Task to complete - Rewrite the material below, changing every "Point to" to "Mark" and keeping everything else the same. Leave out the pictures.

Data records:
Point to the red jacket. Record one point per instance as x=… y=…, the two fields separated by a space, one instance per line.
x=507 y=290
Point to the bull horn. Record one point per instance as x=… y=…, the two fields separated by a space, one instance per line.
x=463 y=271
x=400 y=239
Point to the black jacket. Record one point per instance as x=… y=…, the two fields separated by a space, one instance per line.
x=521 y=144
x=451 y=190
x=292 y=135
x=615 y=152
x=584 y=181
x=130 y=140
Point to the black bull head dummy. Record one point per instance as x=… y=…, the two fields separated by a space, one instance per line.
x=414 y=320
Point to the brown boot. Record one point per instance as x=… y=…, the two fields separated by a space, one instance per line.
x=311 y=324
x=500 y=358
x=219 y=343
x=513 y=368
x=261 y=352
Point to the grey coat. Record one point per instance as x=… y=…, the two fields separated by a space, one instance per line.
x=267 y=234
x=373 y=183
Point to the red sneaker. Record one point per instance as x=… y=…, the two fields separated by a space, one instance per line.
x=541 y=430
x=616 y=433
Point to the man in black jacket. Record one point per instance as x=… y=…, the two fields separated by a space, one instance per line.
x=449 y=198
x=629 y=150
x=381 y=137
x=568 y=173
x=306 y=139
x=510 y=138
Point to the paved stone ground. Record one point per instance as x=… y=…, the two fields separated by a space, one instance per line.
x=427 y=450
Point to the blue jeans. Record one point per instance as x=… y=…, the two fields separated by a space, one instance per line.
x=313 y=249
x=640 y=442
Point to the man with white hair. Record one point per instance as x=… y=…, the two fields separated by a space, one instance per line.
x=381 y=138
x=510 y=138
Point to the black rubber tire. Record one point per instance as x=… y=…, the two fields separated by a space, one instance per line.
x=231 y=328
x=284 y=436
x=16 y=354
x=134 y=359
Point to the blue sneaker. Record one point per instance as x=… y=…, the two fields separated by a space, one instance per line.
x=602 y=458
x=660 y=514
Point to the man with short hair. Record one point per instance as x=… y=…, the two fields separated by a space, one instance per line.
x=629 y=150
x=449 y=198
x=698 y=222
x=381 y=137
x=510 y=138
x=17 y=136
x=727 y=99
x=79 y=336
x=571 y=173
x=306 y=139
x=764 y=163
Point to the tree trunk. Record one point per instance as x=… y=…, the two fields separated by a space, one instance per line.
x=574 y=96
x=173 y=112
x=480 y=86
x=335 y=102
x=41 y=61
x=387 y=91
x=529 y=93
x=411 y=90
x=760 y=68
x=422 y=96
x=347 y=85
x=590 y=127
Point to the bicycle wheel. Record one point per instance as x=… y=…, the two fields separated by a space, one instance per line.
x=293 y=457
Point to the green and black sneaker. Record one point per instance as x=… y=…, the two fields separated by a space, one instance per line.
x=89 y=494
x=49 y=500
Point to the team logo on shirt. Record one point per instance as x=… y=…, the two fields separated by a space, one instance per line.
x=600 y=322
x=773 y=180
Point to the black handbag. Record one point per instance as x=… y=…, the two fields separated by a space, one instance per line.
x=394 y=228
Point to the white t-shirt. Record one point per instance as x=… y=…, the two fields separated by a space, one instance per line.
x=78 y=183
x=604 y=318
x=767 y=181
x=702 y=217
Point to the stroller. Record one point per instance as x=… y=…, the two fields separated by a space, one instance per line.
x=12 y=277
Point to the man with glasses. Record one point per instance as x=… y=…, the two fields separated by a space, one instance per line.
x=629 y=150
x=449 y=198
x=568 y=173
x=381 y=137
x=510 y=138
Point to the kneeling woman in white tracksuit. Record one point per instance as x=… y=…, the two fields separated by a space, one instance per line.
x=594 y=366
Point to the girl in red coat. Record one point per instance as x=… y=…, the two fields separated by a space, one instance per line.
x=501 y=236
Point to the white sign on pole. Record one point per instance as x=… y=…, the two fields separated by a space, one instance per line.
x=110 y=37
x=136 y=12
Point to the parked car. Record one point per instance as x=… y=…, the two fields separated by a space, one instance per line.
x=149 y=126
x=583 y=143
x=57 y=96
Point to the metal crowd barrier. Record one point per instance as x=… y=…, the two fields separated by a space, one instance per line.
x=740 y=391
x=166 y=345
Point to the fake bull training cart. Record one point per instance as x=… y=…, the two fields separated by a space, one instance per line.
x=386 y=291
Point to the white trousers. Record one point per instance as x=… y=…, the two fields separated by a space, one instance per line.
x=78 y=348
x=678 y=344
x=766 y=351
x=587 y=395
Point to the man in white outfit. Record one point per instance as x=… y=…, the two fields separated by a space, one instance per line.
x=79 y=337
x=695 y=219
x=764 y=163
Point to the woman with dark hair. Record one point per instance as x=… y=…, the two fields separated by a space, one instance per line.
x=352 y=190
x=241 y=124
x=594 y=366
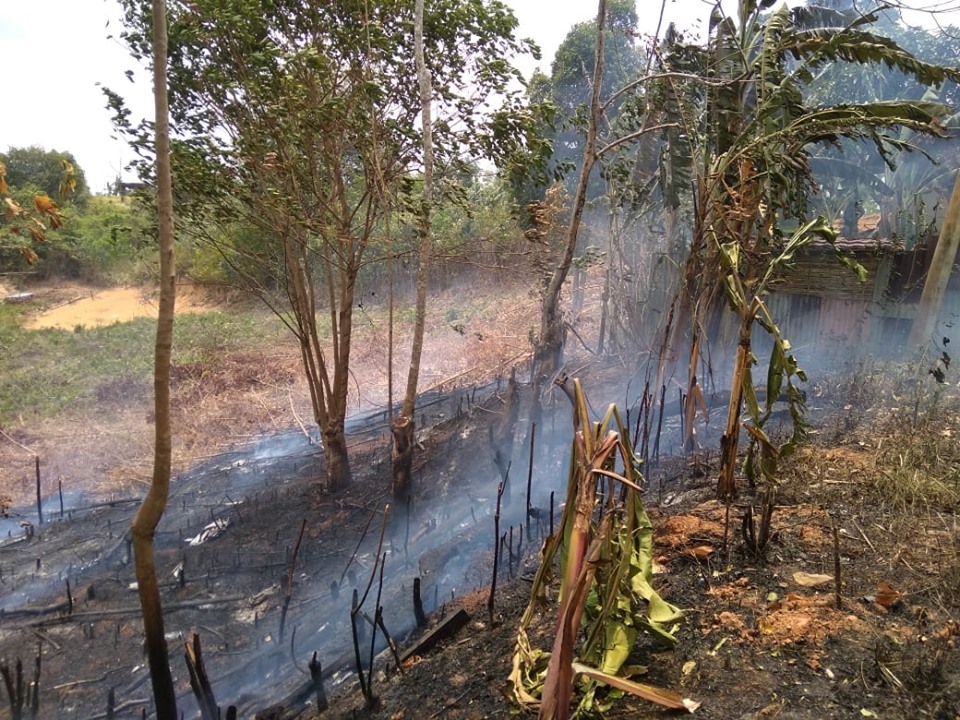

Correct response -
Mark the red jacket. Record one point per instance as x=… y=…, the two fields separated by a space, one instance per line.
x=507 y=290
Mark the bull horn. Record one point per instance as x=… y=…, the two fields separated by a space, one instance per line.
x=463 y=271
x=400 y=239
Mark the black jacket. Record one point per instance as x=… y=…, the two fields separated by a space, one instance per line.
x=521 y=144
x=451 y=190
x=292 y=135
x=615 y=152
x=584 y=181
x=130 y=140
Mark the black bull head dummy. Record one point per instance as x=… y=…, the two fields separated by a space, one instance per line.
x=414 y=320
Mark the brown boot. Record one point per instance as x=… y=…, the two fields separated by a space, one instance per line.
x=311 y=324
x=500 y=358
x=219 y=343
x=513 y=368
x=261 y=352
Mark the grey coat. Record one point per instance as x=… y=…, the two fields separated by a space, one instance per line.
x=267 y=234
x=373 y=183
Mark the red sneaker. Record one point per instance as x=… y=…, the two fields separated by a space, one instance per line.
x=541 y=430
x=616 y=433
Mark the man in black jacket. Record one point per instance as x=… y=…, the two fields separated by a space, one instance per line.
x=449 y=198
x=629 y=150
x=381 y=137
x=568 y=173
x=306 y=139
x=510 y=138
Mark the paved stone ground. Record one point per instance as x=… y=…, the two fields separated by a space, one instance per line.
x=427 y=450
Mark the blue jeans. Record one point per instance as x=… y=…, the two fields separated by a space, one instance per line.
x=313 y=249
x=640 y=442
Mark the man with white hair. Record one point per instance as x=… y=…, the two fields separated by a space, one instance per line.
x=381 y=138
x=510 y=138
Mark the black rubber tire. Record one point per instance as x=… y=…, the two fields separated by a space, one instance per line.
x=231 y=328
x=284 y=436
x=16 y=354
x=134 y=359
Mark the blue sneaker. Record one point per instance as x=… y=…, the two fields separated by a space, one instance per line.
x=602 y=458
x=660 y=514
Mark the man with short hair. Record one point per instance as x=… y=…, the two fields separated by a space, one instance per line.
x=629 y=150
x=449 y=198
x=698 y=222
x=381 y=137
x=510 y=138
x=17 y=136
x=727 y=99
x=79 y=336
x=571 y=173
x=306 y=139
x=764 y=163
Mark the tree trunk. Record one point per instance as x=… y=…, the two fields separated by a space, one instance per line.
x=574 y=96
x=173 y=112
x=480 y=86
x=335 y=102
x=41 y=61
x=387 y=91
x=529 y=93
x=411 y=90
x=760 y=68
x=422 y=96
x=347 y=85
x=590 y=127
Mark the bicycle wheel. Record one point per instance as x=… y=…, the two fields separated by a space, one instance per line.
x=293 y=457
Mark the green and black sneaker. Record one point per instance as x=… y=…, the two fields separated by a space, one instance per line.
x=89 y=494
x=49 y=500
Mark the team logo on shirt. Record one point per instance as x=… y=…, the two fields separated by a space, one instance per line.
x=600 y=322
x=773 y=180
Mark the black handbag. Record one point per instance as x=… y=…, the two fields separated by a space, one instance per line.
x=394 y=228
Mark the white t-shirt. Record one point per instance as x=… y=…, the two fields separated by a space, one instance per line.
x=78 y=183
x=604 y=318
x=767 y=181
x=702 y=217
Mark the stroller. Record one point per instance as x=… y=…, the two fields separated by a space, one instance per line.
x=12 y=277
Mark the man with glasses. Record one point per instance as x=… y=…, the two fields separated by a space, one instance per line.
x=629 y=150
x=449 y=198
x=568 y=173
x=381 y=137
x=510 y=138
Mark the kneeling woman in white tracksuit. Record one point per instance as x=… y=…, the two fields separated by a space, one instance per line.
x=594 y=366
Mark the girl in red coat. Record one point per instance as x=… y=…, the two fields separated by a space, one instance per line.
x=501 y=236
Mark the white sign on pole. Record one point per instance as x=… y=…, the two fields separated by a space, one instance per line.
x=110 y=37
x=136 y=12
Mark the parked car. Record one point per instance as x=… y=…, the two fields separated by a space, one instance per line.
x=149 y=126
x=583 y=143
x=57 y=96
Mark the metal crowd barrier. Record one point per instance as x=… y=…, the two fields separated by a space, one instance per line.
x=740 y=391
x=166 y=345
Mark the fake bull training cart. Record one point per instance as x=… y=…, the two fields separated by a space, one instance per line.
x=386 y=291
Mark the white trousers. Record one point per instance as x=… y=…, the two fields separated by a space, one instance per line.
x=78 y=348
x=678 y=344
x=766 y=351
x=587 y=395
Mark the man in white outfit. Record one point per instance as x=… y=…, the two fields separated by a space, one instance per line.
x=79 y=337
x=695 y=219
x=764 y=163
Mark the woman with dark hair. Record one point per instance as x=… y=…, the two fields separated by a space, one instance per line.
x=352 y=190
x=241 y=124
x=594 y=366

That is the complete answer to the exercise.